SOURCE DOCUMENT:
========================
I don’t have anything to add, I just wanted to jump on the indignation bandwagon.
How dare you say such a thing, you terrorist! Whenever someone says that men don’t already get the assistance toward attraction that women do, I feel like 9/11 happened all over again.
Where are you spending your 8 hours? Are we talking about haircuts, shoes, tans, skin care, and cosmetic muscles—or about verbal and psychological PUA-Game?
What do you mean by fake? I personally find most forms of female makeup, cosmetic surgery, high heels, etc. unattractive, but I find it difficult to understand how appearance-modification can be fake. Isn’t all appearance an inherently unreliable signal as to core content? I mean, if for some absurd reason I were thinking of marrying someone who I didn’t trust, and I wanted to know if she were (say) in good long-term health, I wouldn’t just check to see if she had nice long hair and clear skin—I would ask to see her medical records and her parents’ medical records.
When a woman does take steps to make her skin appear clearer, I don’t take this as a way of fooling or faking me into thinking that she has an unusually good immune system—I see it as a way of satisfying her superficial urge to look pretty and my superficial urge to date someone who looks pretty. And, basically, I’m OK with that. I don’t see it as fake, because, assuming it’s done right she actually does look prettier. There’s nothing going on here that’s both fake and relevant. Obviously she might look different when she wakes up in the morning than when she goes out clubbing, but it takes an unusually naive person not to quickly figure that sort of thing out and adjust for it.
I mostly spend my time experimenting with body language and face expressions to make a higher percentage of random women feel instant attraction. Think “smiling across the room”. No haircuts or tans, but also almost no verbal game and no “inner game”. YMMV.
You seem to have assumed that I used “fake” as a synonym for “bad” and immediately rushed to defend… uh… something you thought you should defend. I see this reaction often, and it troubles me.
Could I get more details on how you do this? Are you talking about a Marlon Brando-esque smile/smirk? 8 hours a week just for body language and facial expressions without accompanying conversation seems like a lot. Do you also practice conversation with them? What happens when they do feel attraction?
I tend to mostly focus on conversation, but this is probably something I should work on.
========================
PROBLEM STATEMENT: Write out the part of the thread starting with "I don’t have" and going on through "and psychological PUA-Game?", switching "haircuts" to "beard trims".
========================
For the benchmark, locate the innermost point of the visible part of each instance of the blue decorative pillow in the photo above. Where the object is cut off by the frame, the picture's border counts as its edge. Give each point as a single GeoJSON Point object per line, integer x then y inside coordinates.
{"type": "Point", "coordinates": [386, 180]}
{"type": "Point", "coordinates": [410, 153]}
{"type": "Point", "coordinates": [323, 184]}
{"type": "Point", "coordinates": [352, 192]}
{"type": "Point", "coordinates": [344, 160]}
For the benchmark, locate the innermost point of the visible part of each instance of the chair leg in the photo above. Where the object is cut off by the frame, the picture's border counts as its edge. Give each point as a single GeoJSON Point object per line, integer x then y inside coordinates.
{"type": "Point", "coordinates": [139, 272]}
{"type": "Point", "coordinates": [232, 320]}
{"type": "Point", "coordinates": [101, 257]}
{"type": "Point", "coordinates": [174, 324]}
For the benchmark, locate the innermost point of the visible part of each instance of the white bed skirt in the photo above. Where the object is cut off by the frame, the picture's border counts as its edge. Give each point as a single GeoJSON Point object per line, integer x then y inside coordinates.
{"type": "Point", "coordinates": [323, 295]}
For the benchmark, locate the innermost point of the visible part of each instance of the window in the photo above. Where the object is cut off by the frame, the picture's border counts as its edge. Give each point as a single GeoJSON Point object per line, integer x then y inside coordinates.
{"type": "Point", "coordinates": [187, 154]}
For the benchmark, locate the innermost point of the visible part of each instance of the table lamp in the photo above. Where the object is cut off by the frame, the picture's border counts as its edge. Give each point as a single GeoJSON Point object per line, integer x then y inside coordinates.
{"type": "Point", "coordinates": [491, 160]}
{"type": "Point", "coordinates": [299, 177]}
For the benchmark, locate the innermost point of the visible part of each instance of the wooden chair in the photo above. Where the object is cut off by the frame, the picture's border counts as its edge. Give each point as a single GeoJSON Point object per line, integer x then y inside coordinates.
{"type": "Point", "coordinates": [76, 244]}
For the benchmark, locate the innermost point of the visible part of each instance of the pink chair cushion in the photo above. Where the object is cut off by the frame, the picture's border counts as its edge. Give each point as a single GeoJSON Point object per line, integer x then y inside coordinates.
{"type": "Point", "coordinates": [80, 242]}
========================
REPLY TO THE EXERCISE:
I don’t have anything to add, I just wanted to jump on the indignation bandwagon.
How dare you say such a thing, you terrorist! Whenever someone says that men don’t already get the assistance toward attraction that women do, I feel like 9/11 happened all over again.
Where are you spending your 8 hours? Are we talking about beard trims, shoes, tans, skin care, and cosmetic muscles—or about verbal and psychological PUA-Game?